3L Selected for Skadden Foundation Fellowship


December 16, 2020

Portrait of Farah Khan

Farah Khan, 3L, has been awarded a Skadden Foundation Fellowship for 2021. She is the fourth student in the history of GW Law to be selected for the prestigious honor.

Described as a “legal Peace Corps,” the fellowship was established more than 30 years ago for law students who wish to pursue public interest work. All fellows are provided a salary and benefits as they complete work over the course of two years. Since its launch in 1988, the Skadden Foundation has funded 906 fellowships.

This year’s class of 29 Skadden Fellows will work in 18 cities in 14 states across the country. They will address issues such as education equity, gender-based violence, housing, immigration and immigrants’ rights, LGBTQ+ rights, police accountability, voting rights, and worker rights.

**JOB A:**
Locate each line in the entries that contains the string "sunglasses", matching case, and copy those lines.
The entries have no connection to the fellowship announcement.

**MATERIAL SUPPLIED:**
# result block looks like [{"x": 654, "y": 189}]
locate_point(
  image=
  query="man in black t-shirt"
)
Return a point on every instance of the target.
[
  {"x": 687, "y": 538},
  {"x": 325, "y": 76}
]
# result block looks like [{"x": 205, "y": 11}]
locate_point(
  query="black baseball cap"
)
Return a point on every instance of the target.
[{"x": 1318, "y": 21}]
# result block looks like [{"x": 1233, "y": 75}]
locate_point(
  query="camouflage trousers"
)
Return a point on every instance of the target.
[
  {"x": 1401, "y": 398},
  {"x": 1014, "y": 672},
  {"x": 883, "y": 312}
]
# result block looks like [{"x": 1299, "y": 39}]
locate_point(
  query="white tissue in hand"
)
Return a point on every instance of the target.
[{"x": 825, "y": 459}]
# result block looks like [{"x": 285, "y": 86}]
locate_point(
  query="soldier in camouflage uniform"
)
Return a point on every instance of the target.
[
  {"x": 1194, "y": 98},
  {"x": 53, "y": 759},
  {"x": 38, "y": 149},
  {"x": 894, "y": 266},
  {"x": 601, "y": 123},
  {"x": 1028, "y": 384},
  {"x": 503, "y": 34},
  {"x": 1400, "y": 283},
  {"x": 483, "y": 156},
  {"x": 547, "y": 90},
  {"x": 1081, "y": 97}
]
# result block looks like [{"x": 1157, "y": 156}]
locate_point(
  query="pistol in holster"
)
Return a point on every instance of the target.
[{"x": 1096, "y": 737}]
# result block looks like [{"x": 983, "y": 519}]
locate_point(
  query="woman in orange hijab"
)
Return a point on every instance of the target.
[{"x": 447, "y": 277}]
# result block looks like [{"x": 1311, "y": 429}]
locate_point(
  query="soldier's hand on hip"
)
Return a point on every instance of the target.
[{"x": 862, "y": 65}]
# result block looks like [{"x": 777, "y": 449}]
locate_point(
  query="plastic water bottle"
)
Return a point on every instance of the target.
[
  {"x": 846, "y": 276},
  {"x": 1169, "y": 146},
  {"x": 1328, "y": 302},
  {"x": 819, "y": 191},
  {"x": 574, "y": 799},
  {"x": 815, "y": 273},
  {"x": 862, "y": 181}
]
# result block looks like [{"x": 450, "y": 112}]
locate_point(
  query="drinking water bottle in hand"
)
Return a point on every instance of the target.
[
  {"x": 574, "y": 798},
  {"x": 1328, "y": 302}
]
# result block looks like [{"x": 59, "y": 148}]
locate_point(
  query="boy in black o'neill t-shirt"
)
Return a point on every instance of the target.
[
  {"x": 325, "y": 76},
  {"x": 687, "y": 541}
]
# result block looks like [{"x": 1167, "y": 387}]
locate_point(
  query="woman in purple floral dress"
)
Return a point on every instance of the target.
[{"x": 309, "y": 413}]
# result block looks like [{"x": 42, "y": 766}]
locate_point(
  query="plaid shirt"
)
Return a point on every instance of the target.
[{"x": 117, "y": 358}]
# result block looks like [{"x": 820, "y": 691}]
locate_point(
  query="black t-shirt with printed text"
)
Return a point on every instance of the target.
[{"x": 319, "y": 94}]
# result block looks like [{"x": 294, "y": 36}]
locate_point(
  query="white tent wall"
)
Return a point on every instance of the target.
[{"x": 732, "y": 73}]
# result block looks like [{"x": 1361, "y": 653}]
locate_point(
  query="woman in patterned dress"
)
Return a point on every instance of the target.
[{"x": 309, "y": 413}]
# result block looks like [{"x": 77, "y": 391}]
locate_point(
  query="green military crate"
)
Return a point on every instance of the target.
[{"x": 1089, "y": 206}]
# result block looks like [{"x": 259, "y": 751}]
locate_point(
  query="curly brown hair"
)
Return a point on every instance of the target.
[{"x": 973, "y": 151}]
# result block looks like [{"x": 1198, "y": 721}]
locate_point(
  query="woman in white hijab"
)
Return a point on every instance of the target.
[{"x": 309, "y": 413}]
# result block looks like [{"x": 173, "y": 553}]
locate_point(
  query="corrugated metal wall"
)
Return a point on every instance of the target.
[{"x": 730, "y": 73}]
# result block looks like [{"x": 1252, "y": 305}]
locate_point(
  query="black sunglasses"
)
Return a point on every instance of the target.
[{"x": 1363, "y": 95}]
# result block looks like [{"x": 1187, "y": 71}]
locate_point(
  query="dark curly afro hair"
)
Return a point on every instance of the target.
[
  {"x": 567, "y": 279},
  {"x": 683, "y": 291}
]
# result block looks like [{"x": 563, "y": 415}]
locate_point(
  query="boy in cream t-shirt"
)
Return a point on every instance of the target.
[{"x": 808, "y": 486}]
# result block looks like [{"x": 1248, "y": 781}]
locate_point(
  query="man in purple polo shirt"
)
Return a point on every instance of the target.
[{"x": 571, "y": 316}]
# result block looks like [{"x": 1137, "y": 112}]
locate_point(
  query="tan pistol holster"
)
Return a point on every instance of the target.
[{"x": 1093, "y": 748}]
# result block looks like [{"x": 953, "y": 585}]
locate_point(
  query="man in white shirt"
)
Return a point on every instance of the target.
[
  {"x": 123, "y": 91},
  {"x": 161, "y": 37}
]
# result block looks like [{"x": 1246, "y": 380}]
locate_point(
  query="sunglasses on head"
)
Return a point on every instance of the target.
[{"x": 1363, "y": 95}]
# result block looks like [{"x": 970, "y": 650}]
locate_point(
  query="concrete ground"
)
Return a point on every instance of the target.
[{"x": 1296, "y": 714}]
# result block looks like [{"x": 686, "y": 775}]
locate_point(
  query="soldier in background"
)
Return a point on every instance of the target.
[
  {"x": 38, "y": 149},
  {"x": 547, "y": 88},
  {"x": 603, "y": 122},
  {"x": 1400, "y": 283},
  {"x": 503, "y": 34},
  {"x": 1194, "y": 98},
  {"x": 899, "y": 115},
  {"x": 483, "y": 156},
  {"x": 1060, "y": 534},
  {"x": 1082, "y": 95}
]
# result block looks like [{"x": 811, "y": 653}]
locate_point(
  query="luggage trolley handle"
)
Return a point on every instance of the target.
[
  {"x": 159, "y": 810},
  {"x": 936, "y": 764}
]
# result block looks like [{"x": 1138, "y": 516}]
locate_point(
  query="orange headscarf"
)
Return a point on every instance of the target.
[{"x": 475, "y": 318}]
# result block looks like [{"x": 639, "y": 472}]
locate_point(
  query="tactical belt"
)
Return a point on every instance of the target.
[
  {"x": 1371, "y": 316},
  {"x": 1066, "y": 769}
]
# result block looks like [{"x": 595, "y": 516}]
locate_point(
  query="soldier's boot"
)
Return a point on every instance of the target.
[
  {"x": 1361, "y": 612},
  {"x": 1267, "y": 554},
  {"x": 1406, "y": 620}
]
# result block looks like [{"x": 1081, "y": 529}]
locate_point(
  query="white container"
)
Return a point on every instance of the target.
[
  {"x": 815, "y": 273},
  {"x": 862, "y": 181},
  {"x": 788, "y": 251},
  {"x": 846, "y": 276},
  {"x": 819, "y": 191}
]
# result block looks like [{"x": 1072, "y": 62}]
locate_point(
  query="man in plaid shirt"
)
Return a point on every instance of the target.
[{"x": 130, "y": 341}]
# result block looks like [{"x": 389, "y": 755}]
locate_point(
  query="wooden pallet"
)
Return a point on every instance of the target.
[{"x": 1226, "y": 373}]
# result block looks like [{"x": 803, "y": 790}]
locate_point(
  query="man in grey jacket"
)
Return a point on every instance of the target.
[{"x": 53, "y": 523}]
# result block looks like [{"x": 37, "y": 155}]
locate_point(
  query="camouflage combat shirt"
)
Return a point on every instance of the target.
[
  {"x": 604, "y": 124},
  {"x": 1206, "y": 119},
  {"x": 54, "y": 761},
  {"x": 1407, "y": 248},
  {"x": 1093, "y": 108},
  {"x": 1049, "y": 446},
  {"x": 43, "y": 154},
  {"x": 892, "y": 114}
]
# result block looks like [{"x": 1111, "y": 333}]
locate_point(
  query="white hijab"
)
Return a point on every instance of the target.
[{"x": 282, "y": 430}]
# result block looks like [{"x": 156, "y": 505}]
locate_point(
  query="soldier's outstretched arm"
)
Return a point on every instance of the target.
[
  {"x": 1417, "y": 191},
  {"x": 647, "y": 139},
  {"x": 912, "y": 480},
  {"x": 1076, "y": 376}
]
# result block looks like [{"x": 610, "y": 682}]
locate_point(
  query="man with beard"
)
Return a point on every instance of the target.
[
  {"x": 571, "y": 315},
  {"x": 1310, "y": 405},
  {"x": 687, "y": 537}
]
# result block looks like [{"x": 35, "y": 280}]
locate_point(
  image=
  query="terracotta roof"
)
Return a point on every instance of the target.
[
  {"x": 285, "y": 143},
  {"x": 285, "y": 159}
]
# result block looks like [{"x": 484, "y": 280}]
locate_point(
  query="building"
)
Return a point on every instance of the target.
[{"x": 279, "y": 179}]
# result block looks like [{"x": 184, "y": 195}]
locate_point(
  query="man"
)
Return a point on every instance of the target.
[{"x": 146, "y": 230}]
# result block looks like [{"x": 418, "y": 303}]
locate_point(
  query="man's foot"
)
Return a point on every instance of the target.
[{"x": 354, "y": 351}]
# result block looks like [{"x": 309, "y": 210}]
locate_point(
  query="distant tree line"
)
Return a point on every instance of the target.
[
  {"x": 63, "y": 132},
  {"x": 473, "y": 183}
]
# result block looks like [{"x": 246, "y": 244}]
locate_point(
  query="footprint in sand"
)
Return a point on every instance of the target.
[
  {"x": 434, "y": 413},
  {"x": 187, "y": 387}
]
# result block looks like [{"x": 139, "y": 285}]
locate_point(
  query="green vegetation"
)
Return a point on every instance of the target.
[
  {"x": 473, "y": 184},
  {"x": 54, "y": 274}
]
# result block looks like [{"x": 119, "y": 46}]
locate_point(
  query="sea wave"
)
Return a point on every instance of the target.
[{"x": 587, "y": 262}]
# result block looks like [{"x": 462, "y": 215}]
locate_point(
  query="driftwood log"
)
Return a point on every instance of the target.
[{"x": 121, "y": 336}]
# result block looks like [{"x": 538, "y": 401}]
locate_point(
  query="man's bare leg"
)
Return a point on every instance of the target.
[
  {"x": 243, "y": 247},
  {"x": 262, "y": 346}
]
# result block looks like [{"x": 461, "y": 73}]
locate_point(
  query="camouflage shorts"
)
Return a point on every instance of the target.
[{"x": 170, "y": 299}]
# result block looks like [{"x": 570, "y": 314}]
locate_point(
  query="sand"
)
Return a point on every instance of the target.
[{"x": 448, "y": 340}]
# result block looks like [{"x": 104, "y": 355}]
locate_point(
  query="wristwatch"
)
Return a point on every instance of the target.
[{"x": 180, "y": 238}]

**JOB B:**
Print everything in the fellowship announcement from "Farah Khan, 3L, has" down to "funded 906 fellowships.".

**FINAL ANSWER A:**
  query="black sunglasses"
  query="sunglasses on head"

**FINAL ANSWER B:**
Farah Khan, 3L, has been awarded a Skadden Foundation Fellowship for 2021. She is the fourth student in the history of GW Law to be selected for the prestigious honor.

Described as a “legal Peace Corps,” the fellowship was established more than 30 years ago for law students who wish to pursue public interest work. All fellows are provided a salary and benefits as they complete work over the course of two years. Since its launch in 1988, the Skadden Foundation has funded 906 fellowships.